GPS Data Logger with Wireless Trigger Using Atmega644
The goal of this project was to create a portable GPS logger that could be wireless triggered by an external device, such as a camera.
Our device that we have designed operates in two modes. The first works as a basic GPS logger, which records GPS position information at timed intervals. The second mode only records position information when triggered manually over a wireless interface by an external device. The data is stored to an SD card, which can be removed for viewing the data on a computer. This can then be used with programs like Google Earth to display a map of the route traveled over the logging period, or in the case of using the external trigger with a camera, to correlate pictures with location information.
== == ==
**Stated exercise A:**
Answer these questions from the GPS logger text, one line each:
(i) Which microcontroller is the logger built around?
(ii) In the first mode, when does the device record position information?
(iii) Where is the recorded data stored?
The GPS logger text and the records are separate material with no connection to each other.
== == ==
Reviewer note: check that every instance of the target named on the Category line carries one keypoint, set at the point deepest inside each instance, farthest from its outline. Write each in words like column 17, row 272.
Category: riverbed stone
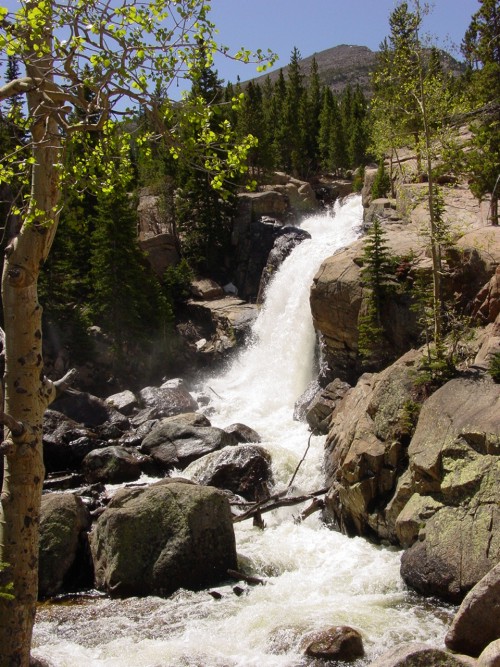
column 112, row 465
column 418, row 655
column 243, row 469
column 63, row 520
column 477, row 622
column 170, row 535
column 164, row 402
column 242, row 433
column 490, row 657
column 175, row 444
column 339, row 642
== == ==
**Stated exercise B:** Copy the records from their first line up to and including the line with "column 112, row 465", swapping "riverbed stone" for "river pebble" and leaving everything else unchanged. Omit the pictures.

**Written response A:**
(i) The Atmega644
(ii) At timed intervals
(iii) On an SD card

**Written response B:**
Reviewer note: check that every instance of the target named on the Category line carries one keypoint, set at the point deepest inside each instance, farthest from its outline. Write each in words like column 17, row 272.
Category: river pebble
column 112, row 465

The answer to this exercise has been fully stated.